» RECORD SET
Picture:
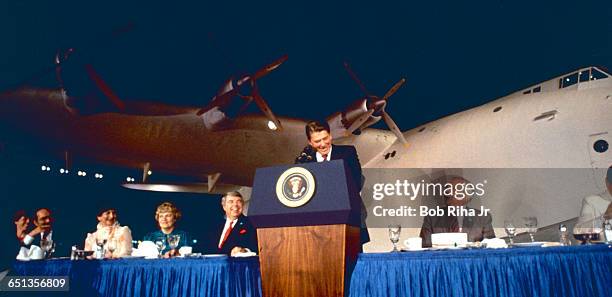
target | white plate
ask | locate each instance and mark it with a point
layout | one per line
(530, 244)
(460, 247)
(132, 257)
(214, 255)
(415, 250)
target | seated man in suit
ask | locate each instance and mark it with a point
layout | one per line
(237, 234)
(476, 227)
(321, 149)
(42, 233)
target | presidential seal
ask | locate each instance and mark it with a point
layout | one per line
(295, 187)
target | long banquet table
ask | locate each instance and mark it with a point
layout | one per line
(221, 276)
(553, 271)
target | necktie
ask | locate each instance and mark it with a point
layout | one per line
(229, 230)
(454, 227)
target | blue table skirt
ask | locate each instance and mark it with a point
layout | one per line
(555, 271)
(164, 277)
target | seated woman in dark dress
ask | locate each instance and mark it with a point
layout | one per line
(166, 216)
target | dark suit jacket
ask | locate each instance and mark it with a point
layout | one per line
(477, 228)
(348, 153)
(243, 235)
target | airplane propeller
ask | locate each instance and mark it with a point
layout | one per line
(229, 91)
(376, 106)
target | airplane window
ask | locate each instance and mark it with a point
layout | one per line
(570, 80)
(596, 74)
(584, 75)
(600, 146)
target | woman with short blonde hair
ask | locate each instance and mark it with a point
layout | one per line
(166, 215)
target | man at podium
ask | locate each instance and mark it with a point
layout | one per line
(237, 234)
(321, 149)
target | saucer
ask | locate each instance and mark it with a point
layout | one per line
(414, 250)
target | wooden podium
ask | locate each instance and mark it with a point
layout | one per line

» JOB
Pull out the lines of the listing starting at the line that contains "target | man at podium" and ending at the final line of the listing, and reproduce them word for word.

» FULL RESPONSE
target | man at podium
ask | locate each instance and mark it with a point
layout | one per line
(237, 234)
(321, 149)
target | saucer
ask | locate each instance and mark it with a point
layout | one per line
(414, 250)
target | wooden podium
ask | locate each instance and mark it with a point
layout | one per line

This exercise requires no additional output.